Stored data entries:
################

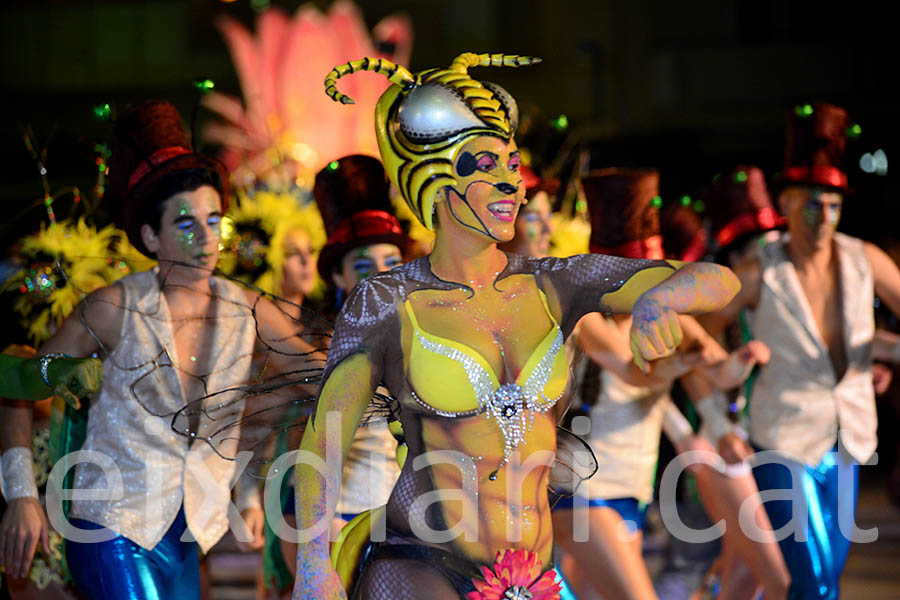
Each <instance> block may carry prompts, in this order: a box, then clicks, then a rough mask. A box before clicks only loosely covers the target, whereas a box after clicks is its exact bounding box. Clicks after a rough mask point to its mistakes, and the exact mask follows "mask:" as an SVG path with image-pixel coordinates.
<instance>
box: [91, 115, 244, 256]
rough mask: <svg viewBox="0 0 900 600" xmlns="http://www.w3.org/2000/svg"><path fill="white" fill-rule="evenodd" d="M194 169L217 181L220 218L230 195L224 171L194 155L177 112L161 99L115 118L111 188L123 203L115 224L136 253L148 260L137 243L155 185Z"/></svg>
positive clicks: (207, 158) (139, 238)
mask: <svg viewBox="0 0 900 600" xmlns="http://www.w3.org/2000/svg"><path fill="white" fill-rule="evenodd" d="M194 169H197V170H205V171H208V172H211V173H215V174H216V175H217V176H218V178H219V182H220V186H219V193H220V194H221V198H222V212H223V213H224V212H225V211H226V209H227V208H228V195H229V191H230V190H229V182H228V170H227V169H226V168H225V165H224V164H223V163H222V162H221V161H219V160H218V159H216V158H213V157H212V156H207V155H205V154H200V153H197V152H194V150H193V148H192V147H191V143H190V141H188V136H187V133H186V132H185V130H184V125H183V124H182V122H181V115H179V114H178V109H176V108H175V107H174V106H173V105H172V104H171V103H169V102H166V101H164V100H150V101H147V102H142V103H140V104H135V105H133V106H130V107H129V108H128V109H126V110H125V112H123V113H122V114H121V115H119V118H118V119H116V121H115V125H114V127H113V138H112V156H111V157H110V166H109V179H110V189H111V191H112V192H113V194H114V196H115V197H116V198H118V199H119V200H121V201H122V203H123V204H122V207H121V212H120V214H119V215H118V225H119V227H121V228H122V229H124V230H125V233H126V234H127V235H128V240H129V241H130V242H131V244H132V245H133V246H134V247H135V248H137V249H138V250H139V251H140V252H141V253H143V254H146V255H148V256H151V255H152V253H151V252H150V251H149V250H147V248H146V246H144V242H143V240H142V239H141V225H143V223H142V222H141V220H142V219H141V207H142V206H144V204H145V203H146V202H148V201H151V200H153V198H152V196H153V194H154V192H155V190H156V187H157V185H158V184H159V183H160V182H162V181H163V180H164V179H165V178H166V177H167V176H169V175H171V174H172V173H176V172H179V171H188V170H194Z"/></svg>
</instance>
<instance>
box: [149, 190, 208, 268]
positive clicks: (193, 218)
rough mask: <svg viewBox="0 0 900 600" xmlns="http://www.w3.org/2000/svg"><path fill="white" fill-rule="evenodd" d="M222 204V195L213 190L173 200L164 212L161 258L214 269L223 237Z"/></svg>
mask: <svg viewBox="0 0 900 600" xmlns="http://www.w3.org/2000/svg"><path fill="white" fill-rule="evenodd" d="M220 204H221V202H220V200H219V193H218V192H217V191H216V190H215V188H213V187H210V186H202V187H200V188H197V189H196V190H190V191H185V192H179V193H178V194H175V195H174V196H172V198H170V199H169V201H168V202H167V203H166V208H165V210H164V211H163V216H162V223H161V226H160V231H159V234H158V237H159V243H160V248H159V250H158V251H157V257H158V258H159V259H160V260H171V261H175V262H183V263H189V264H196V265H197V266H202V267H206V268H212V267H214V266H215V263H216V261H217V260H218V257H219V243H220V241H221V234H222V227H221V224H222V214H221V209H220Z"/></svg>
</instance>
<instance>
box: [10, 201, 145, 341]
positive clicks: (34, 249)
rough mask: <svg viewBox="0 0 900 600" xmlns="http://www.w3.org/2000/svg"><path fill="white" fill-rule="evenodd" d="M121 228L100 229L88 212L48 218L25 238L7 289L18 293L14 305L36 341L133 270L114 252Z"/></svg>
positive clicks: (24, 324)
mask: <svg viewBox="0 0 900 600" xmlns="http://www.w3.org/2000/svg"><path fill="white" fill-rule="evenodd" d="M116 233H117V232H116V229H114V228H113V227H112V226H107V227H105V228H103V229H101V230H100V231H97V229H96V228H94V227H93V226H91V225H88V224H87V222H85V220H84V219H83V218H82V219H79V220H78V221H77V222H75V223H73V222H70V221H61V222H58V223H51V224H50V225H47V224H43V225H41V229H40V231H38V232H37V233H35V234H33V235H30V236H28V237H26V238H25V239H24V240H22V246H21V249H20V250H19V261H20V264H21V265H22V267H21V268H20V269H19V271H18V272H17V273H16V274H15V275H14V276H13V277H12V278H11V279H10V281H9V282H8V283H7V285H6V286H5V290H6V291H13V292H16V293H17V295H18V297H17V298H16V299H15V301H14V302H13V309H14V310H15V311H16V313H17V314H18V315H19V319H20V321H21V323H22V324H23V325H24V326H25V327H26V328H27V332H28V336H29V338H30V339H31V340H32V341H33V342H34V343H40V342H42V341H44V340H47V339H49V338H50V336H51V335H52V333H53V330H54V329H55V328H56V327H58V326H59V325H60V324H61V323H62V321H63V319H65V318H66V317H67V316H68V315H69V313H71V312H72V310H73V309H74V308H75V305H76V304H78V302H80V301H81V300H82V299H83V298H84V297H85V296H86V295H87V294H89V293H90V292H92V291H94V290H96V289H98V288H100V287H103V286H106V285H109V284H110V283H112V282H114V281H115V280H117V279H119V278H120V277H122V276H124V275H127V274H128V272H130V269H127V268H126V269H119V268H117V265H118V261H117V260H115V259H114V258H111V257H110V250H111V248H112V247H113V245H114V242H115V237H116Z"/></svg>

################

▶ _ASSIGNMENT_: Could you copy out the material from its start through the line containing "positive clicks: (207, 158) (139, 238)", both included, swapping "rough mask" for "coarse mask" and changing nothing else? Leave the picture out of your answer.

▶ _ANSWER TO THIS EXERCISE_:
Each <instance> block may carry prompts, in this order: a box, then clicks, then a coarse mask. A box before clicks only loosely covers the target, whereas a box after clicks is its exact bounding box. Clicks after a coarse mask point to its mistakes, and the exact mask follows "mask:" as an SVG path with image-pixel coordinates.
<instance>
box: [91, 115, 244, 256]
coarse mask: <svg viewBox="0 0 900 600" xmlns="http://www.w3.org/2000/svg"><path fill="white" fill-rule="evenodd" d="M194 169L217 181L220 218L230 195L224 171L194 155L177 112L161 99L115 118L111 188L123 203L115 224L136 253L148 260L137 243L155 185Z"/></svg>
positive clicks: (207, 158) (139, 238)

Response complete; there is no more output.